• Exercise task
Please copy, word for word, the stretch of the listing below that begins with the line containing "spot any grass" and ends with the line containing "[367, 48, 384, 62]", both lines included. Give nothing else.

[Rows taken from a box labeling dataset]
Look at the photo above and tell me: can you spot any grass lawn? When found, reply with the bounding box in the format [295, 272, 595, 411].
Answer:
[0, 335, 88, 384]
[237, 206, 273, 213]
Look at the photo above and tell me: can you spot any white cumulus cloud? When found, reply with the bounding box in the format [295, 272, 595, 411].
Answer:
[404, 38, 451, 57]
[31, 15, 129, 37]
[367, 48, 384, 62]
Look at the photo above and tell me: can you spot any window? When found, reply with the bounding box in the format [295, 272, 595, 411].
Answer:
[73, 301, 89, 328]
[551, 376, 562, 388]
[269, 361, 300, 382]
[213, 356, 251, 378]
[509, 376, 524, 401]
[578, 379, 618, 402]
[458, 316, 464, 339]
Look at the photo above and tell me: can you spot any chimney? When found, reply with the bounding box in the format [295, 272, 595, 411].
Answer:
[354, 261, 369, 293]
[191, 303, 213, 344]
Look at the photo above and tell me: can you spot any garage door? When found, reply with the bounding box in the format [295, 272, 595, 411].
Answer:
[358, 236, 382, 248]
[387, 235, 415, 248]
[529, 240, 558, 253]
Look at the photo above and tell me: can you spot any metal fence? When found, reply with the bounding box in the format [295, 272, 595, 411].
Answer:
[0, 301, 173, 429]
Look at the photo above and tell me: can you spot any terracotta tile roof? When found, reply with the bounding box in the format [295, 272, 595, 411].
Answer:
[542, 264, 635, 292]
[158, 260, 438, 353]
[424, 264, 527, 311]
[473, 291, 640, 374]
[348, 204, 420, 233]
==
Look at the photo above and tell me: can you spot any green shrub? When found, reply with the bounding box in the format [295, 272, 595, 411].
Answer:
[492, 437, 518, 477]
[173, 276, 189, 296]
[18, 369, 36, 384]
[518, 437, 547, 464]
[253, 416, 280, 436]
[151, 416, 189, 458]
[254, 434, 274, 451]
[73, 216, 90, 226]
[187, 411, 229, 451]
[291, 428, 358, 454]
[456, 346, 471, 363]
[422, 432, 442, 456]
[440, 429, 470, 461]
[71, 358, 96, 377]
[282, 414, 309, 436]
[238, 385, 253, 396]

• Exercise solution
Look at the photo above and tell me: can you spot any grass lawn? When found, reply with the bounding box in the format [295, 272, 595, 411].
Answer:
[0, 335, 88, 384]
[237, 206, 273, 213]
Look at the photo above and tell me: can you spot any white cumulus cloud? When found, reply with the bounding box in the format [295, 272, 595, 411].
Answer:
[404, 38, 451, 57]
[31, 15, 129, 37]
[367, 48, 384, 62]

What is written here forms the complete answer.